═══ DATA PROVIDED
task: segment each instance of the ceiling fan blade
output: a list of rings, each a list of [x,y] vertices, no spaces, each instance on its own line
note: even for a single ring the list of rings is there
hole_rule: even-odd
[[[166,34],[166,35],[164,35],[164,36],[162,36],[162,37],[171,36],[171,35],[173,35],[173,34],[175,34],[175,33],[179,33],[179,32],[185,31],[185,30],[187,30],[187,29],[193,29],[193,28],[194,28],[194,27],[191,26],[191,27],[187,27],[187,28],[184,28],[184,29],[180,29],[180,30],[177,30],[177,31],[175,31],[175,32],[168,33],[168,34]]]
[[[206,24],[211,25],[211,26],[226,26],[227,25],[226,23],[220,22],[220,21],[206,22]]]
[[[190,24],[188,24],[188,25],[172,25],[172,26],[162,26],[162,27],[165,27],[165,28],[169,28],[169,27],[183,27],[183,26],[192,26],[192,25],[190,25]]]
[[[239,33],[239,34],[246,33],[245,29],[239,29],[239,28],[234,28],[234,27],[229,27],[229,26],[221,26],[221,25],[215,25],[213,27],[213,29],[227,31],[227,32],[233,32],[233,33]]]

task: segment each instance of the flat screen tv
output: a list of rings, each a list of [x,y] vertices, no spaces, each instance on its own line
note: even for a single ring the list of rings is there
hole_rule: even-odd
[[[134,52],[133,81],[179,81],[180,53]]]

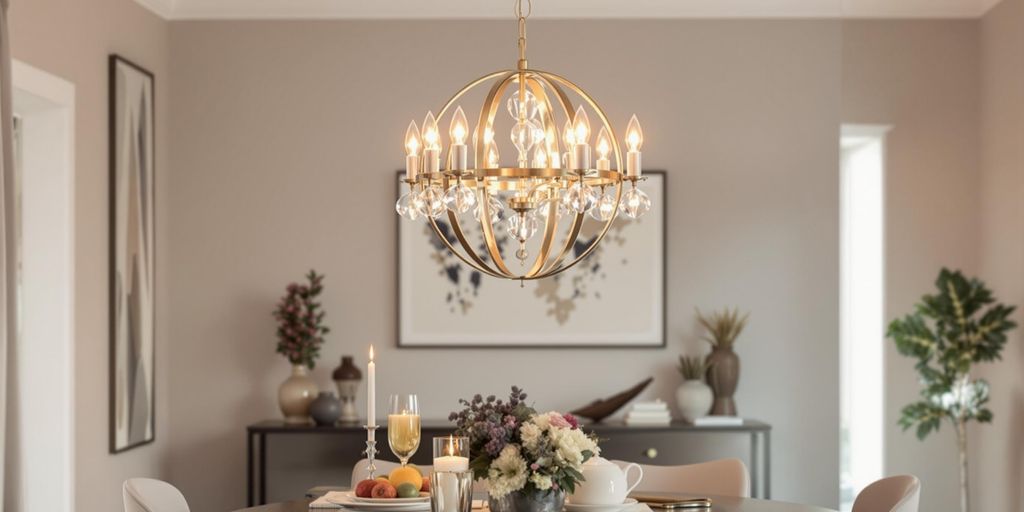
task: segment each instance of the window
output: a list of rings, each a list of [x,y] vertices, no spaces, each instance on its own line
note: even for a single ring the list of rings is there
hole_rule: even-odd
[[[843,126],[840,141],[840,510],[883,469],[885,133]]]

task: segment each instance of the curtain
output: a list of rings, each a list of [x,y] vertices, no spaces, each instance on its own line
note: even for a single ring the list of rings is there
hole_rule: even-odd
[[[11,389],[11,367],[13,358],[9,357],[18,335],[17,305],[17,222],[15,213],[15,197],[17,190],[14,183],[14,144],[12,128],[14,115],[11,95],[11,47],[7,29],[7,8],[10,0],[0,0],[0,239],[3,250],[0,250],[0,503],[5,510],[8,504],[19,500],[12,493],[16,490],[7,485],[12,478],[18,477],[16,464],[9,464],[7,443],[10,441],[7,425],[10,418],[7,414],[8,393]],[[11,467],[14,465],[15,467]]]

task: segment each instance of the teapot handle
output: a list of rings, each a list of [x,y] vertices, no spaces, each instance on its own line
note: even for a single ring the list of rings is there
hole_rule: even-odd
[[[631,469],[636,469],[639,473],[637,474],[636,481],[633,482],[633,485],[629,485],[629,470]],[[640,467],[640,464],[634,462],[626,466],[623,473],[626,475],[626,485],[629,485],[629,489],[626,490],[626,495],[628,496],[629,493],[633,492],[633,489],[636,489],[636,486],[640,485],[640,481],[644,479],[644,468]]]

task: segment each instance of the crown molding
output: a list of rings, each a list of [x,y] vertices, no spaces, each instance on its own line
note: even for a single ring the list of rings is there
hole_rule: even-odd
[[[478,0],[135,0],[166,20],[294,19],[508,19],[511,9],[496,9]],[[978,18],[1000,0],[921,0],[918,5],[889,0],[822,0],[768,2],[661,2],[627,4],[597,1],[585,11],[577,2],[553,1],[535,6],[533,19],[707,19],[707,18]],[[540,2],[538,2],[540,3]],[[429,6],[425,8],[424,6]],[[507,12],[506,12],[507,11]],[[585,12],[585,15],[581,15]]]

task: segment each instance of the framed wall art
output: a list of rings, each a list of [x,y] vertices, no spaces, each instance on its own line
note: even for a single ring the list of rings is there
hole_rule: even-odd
══════
Give the data again exactly as written, with all pictures left out.

__SOLUTION TO THIS TASK__
task: segment each instance of the ceiling fan blade
output: a list of rings, each a list of [x,y] vertices, no spaces, each instance on its own line
note: even for a single ring the list of rings is there
hole_rule: even-odd
[[[166,34],[166,35],[164,35],[164,36],[162,36],[162,37],[171,36],[171,35],[173,35],[173,34],[175,34],[175,33],[179,33],[179,32],[185,31],[185,30],[187,30],[187,29],[193,29],[193,28],[194,28],[194,27],[191,26],[191,27],[187,27],[187,28],[184,28],[184,29],[180,29],[180,30],[177,30],[177,31],[175,31],[175,32],[168,33],[168,34]]]
[[[206,24],[211,25],[211,26],[226,26],[227,25],[226,23],[220,22],[220,21],[206,22]]]
[[[190,24],[188,24],[188,25],[172,25],[172,26],[162,26],[162,27],[165,27],[165,28],[169,28],[169,27],[183,27],[183,26],[192,26],[192,25],[190,25]]]
[[[239,33],[239,34],[246,33],[245,29],[239,29],[239,28],[234,28],[234,27],[229,27],[229,26],[221,26],[221,25],[215,25],[213,27],[213,29],[227,31],[227,32],[233,32],[233,33]]]

task: segment each instance of the flat screen tv
output: a list of rings, each a list of [x,y] vertices, no spaces, each instance on its own line
note: even for a single ring the list of rings is there
hole_rule: even-odd
[[[134,52],[133,81],[179,81],[180,53]]]

task: segment each instance of the window
output: a list of rings, each a list of [x,y] vertices, no spaces, each instance on its own line
note: even for a single ring the list of rings is there
hole_rule: even-odd
[[[843,126],[840,141],[840,510],[883,469],[885,133]]]

task: segment each instance of the curtain
output: a list of rings, each a list of [x,y] vertices, no spaces, each instance on its own line
note: even for a single ring the list of rings is there
hole_rule: even-odd
[[[11,389],[11,367],[13,358],[9,357],[18,335],[17,305],[17,222],[15,213],[15,197],[17,190],[14,183],[14,144],[12,128],[14,115],[11,95],[11,47],[7,29],[7,8],[10,0],[0,0],[0,239],[3,250],[0,250],[0,503],[5,510],[8,504],[19,500],[12,493],[16,490],[7,485],[12,478],[18,477],[16,464],[9,464],[7,443],[10,441],[7,425],[10,418],[7,414],[8,393]],[[11,467],[14,465],[15,467]]]

task: segment each instance of the teapot handle
output: a list of rings, each a list of [x,y] vertices, no spaces, each instance on its own line
note: even for a single ring the list of rings is there
hole_rule: even-odd
[[[631,469],[636,469],[639,473],[637,474],[636,481],[633,482],[633,485],[629,485],[629,470]],[[640,467],[640,464],[634,462],[626,466],[623,473],[626,475],[626,485],[629,485],[629,489],[626,490],[626,495],[628,496],[629,493],[633,492],[633,489],[636,489],[636,486],[640,485],[640,481],[644,479],[644,468]]]

task: segment each instance of the crown molding
output: a list of rings, each a list of [x,y] vertices, no spaces, each instance on its own line
note: even for a single ring the list of rings is there
hole_rule: even-odd
[[[478,0],[135,0],[166,20],[294,19],[508,19],[511,9],[496,9]],[[978,18],[1000,0],[921,0],[918,5],[889,0],[822,0],[768,2],[661,2],[627,4],[597,1],[585,11],[577,2],[553,1],[535,6],[533,19],[707,19],[707,18]],[[540,2],[538,2],[540,3]],[[429,6],[425,8],[424,6]],[[507,12],[506,12],[507,11]],[[585,12],[585,15],[581,15]]]

task: segment each instance of the framed wall art
output: a list of rings, each a list of [x,y] vertices, no spaces, each instance on its own line
note: even for a single ring the list of rings is there
hole_rule: even-odd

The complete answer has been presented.